# What needs to be done:
Copy the records again, requests included, starting at the beginning of the records and ending at the line that contains "(352, 152), (403, 190)", and shift every bounding-box coordinate in the answers up by 113. Leave the sample coordinates inside the requests unchanged.

# Supplied data:
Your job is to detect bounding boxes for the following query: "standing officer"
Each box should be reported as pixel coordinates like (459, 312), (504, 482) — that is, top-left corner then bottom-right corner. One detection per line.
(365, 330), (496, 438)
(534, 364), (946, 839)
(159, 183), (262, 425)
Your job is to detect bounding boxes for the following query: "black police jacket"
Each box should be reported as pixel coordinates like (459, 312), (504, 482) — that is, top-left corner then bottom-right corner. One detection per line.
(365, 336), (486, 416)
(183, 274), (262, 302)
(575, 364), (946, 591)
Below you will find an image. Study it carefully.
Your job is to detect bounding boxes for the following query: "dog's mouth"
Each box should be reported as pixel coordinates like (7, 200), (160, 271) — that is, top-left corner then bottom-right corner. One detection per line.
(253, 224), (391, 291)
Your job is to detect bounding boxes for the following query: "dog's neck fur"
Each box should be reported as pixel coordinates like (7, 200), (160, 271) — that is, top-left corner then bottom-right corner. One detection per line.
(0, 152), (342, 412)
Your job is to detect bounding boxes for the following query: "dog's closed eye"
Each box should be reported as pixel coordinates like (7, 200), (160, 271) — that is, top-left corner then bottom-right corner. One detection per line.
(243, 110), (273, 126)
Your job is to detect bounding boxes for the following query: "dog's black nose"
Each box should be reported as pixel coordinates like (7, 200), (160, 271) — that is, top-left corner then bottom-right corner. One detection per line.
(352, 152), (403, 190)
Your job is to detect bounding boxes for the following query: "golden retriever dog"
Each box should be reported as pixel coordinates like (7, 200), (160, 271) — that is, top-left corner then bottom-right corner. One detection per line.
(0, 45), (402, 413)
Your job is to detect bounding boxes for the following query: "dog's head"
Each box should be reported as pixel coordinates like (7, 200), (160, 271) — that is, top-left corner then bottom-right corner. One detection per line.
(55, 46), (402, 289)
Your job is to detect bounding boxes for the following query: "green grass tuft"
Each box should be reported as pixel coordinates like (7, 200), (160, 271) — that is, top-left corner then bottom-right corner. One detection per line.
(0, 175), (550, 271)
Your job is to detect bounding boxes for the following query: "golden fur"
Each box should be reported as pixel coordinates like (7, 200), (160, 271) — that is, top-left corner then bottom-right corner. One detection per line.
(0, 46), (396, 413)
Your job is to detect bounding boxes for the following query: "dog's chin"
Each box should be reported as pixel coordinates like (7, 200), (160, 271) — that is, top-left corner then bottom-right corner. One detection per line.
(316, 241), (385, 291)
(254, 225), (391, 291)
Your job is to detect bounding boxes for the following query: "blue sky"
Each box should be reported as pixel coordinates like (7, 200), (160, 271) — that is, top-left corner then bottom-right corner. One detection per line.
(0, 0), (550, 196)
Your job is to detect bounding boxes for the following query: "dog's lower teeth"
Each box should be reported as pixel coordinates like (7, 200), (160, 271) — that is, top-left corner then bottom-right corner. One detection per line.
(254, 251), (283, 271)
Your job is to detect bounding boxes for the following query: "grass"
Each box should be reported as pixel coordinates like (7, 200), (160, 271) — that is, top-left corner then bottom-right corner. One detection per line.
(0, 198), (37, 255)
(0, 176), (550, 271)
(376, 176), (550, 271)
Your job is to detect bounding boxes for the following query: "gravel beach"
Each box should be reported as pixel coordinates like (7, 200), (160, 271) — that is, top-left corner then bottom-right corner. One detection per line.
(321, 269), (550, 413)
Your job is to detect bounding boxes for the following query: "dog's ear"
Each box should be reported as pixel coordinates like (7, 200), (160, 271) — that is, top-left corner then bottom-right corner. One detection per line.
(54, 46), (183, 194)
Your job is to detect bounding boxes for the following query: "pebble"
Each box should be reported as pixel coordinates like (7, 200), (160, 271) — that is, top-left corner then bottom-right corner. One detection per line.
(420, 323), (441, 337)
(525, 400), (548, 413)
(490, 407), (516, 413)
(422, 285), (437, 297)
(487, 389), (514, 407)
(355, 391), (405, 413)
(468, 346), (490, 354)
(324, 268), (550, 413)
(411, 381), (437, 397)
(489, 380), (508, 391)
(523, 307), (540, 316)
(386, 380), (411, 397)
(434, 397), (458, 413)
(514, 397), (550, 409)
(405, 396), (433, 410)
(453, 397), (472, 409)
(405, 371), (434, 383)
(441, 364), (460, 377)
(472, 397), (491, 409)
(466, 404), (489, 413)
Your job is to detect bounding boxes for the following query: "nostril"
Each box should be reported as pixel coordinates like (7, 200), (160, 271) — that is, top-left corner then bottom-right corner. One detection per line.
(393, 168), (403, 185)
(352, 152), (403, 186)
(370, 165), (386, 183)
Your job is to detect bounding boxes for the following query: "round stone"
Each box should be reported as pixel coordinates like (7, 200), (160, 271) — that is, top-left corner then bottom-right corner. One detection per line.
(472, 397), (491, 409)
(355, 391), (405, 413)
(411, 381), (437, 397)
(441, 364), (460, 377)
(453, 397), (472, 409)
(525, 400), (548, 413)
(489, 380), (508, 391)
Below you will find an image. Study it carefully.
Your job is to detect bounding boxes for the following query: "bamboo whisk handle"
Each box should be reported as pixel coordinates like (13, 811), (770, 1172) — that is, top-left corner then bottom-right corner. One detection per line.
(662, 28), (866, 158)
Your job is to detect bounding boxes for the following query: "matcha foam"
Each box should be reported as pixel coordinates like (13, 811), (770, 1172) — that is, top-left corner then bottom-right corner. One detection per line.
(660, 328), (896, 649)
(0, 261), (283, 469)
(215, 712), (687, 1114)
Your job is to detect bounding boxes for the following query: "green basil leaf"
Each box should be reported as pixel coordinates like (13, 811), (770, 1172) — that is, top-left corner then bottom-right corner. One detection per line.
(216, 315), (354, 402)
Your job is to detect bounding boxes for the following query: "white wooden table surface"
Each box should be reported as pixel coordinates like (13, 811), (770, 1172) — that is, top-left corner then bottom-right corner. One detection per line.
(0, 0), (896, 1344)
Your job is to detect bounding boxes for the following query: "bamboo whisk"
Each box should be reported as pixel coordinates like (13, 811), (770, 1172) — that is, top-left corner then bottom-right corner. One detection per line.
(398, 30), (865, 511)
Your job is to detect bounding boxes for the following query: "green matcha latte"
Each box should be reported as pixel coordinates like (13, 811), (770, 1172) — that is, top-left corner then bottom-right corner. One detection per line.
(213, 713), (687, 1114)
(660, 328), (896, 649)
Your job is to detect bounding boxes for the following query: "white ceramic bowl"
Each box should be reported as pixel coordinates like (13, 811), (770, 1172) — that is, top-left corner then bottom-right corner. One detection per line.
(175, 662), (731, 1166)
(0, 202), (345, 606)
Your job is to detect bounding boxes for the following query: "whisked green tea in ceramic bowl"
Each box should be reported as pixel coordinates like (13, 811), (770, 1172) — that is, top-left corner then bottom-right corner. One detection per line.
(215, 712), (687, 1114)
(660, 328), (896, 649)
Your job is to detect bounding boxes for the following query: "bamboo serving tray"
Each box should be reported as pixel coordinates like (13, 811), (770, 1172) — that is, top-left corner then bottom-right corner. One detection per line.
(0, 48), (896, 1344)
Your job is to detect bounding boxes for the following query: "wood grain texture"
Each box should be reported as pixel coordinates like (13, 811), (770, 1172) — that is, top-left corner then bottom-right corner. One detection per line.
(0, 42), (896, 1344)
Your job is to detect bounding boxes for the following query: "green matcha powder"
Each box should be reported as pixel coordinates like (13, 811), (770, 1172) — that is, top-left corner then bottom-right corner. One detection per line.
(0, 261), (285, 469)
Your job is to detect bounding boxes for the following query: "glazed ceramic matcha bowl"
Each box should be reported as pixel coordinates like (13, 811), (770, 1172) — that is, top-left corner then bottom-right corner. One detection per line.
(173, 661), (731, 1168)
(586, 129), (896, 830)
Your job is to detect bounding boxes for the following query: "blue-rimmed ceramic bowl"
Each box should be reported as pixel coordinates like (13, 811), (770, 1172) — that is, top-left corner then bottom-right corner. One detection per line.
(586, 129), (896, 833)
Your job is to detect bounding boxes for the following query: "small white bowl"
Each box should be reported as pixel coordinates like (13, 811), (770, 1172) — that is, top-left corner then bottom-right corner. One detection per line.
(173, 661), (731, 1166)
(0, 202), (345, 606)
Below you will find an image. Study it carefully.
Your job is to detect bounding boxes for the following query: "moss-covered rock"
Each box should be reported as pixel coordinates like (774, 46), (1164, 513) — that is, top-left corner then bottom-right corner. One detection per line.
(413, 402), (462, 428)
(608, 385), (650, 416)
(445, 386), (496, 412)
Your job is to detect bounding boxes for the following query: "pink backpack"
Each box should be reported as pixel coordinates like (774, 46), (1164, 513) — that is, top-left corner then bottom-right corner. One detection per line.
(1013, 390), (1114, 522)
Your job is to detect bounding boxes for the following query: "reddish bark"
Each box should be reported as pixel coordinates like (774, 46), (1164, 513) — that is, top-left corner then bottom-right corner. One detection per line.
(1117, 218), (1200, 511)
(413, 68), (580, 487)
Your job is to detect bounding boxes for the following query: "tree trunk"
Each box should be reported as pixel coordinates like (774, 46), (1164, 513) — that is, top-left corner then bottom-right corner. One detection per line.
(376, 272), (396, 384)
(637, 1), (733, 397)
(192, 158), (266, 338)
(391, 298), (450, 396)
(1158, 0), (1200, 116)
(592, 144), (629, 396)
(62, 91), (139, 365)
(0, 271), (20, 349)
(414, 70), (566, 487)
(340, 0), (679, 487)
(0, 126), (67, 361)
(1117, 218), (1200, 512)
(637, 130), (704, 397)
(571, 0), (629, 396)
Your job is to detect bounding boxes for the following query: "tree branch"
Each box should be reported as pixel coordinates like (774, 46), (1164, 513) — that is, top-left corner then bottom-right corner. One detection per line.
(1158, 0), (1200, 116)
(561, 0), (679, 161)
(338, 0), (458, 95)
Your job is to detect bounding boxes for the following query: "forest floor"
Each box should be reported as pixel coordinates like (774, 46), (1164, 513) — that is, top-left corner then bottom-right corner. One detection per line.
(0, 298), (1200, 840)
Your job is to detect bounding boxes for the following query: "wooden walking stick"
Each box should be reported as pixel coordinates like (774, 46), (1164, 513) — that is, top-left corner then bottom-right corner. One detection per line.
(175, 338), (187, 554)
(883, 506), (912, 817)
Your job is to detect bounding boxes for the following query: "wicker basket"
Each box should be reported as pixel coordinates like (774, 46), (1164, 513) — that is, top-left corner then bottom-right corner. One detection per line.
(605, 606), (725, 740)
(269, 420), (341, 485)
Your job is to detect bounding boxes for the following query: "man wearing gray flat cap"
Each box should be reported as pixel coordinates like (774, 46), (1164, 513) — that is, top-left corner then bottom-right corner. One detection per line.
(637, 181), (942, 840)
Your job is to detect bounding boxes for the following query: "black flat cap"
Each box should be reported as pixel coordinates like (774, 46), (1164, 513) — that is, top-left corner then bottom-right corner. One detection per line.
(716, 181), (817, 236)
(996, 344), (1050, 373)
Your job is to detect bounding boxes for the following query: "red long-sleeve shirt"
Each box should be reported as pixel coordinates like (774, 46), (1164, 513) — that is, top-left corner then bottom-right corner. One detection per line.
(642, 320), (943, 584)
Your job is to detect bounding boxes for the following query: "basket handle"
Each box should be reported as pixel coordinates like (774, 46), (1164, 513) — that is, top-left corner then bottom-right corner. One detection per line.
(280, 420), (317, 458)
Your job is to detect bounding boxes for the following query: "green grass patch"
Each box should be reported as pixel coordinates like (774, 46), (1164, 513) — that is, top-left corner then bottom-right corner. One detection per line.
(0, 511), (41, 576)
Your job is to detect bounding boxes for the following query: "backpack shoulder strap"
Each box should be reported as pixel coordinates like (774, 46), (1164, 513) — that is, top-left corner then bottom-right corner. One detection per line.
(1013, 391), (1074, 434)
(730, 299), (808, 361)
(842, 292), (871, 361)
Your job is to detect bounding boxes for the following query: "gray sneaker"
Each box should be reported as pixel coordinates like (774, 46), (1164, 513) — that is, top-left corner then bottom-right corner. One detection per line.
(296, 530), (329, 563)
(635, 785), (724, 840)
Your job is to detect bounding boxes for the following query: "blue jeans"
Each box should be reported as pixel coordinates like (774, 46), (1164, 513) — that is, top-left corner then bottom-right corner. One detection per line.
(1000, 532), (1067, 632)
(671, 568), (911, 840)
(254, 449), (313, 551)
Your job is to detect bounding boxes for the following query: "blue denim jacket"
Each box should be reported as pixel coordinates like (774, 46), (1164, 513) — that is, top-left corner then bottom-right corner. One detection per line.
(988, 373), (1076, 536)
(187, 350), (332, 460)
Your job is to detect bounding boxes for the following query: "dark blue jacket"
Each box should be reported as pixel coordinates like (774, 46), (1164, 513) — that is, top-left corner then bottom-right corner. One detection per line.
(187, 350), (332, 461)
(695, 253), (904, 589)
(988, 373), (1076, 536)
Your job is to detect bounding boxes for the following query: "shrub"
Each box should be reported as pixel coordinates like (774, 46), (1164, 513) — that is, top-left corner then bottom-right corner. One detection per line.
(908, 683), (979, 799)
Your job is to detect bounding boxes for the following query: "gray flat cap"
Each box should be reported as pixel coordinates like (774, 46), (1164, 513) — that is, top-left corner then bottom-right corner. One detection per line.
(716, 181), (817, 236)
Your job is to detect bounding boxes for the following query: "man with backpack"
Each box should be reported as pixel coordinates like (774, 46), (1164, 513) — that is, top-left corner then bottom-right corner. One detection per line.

# Task response:
Your job is to detect bounding boxes for the following query: "standing officer"
Each box should be reported as pixel coordinates like (459, 312), (504, 482) — that is, top-left corner then bottom-right corner. One detection per line.
(478, 443), (609, 551)
(647, 477), (1059, 952)
(272, 296), (375, 538)
Your job is to detect bounding boxes for the following query: "black police jacket"
Each box should be reported as pixel coordinates like (459, 312), (504, 482) — that is, top-left corner then bottom-right corner. One detection per line.
(478, 449), (599, 529)
(296, 387), (375, 415)
(688, 477), (1059, 704)
Below you will find an image. Study it carefully.
Your job is to detect bounding boxes for the following query: "dog's mouth"
Each box should be reported as pixel coordinates like (7, 200), (160, 271) — that is, top-left corner then bottom-right corner. One detection per line.
(366, 337), (504, 404)
Your job is to detect bounding boxes for the following query: "dog's neck fur"
Each box should be reported as pixel coordinates like (7, 200), (160, 271) — that is, top-left corner then bottom-right corner. One detection per line.
(113, 265), (455, 525)
Your job is to detect bounding boxes for the following query: "dog's closed eye"
Each box should be reported as pixel coordinates like (7, 200), (160, 271) — that is, top-left corner then bottom-right corner. One detection per line.
(356, 223), (386, 239)
Your job is to detect bounding boxes for the following query: "dog's black nose"
Each box should be reported as pixel coordinates like (7, 200), (160, 271) — that is, top-left corner then bottom-right corner. One detection per line.
(465, 265), (516, 303)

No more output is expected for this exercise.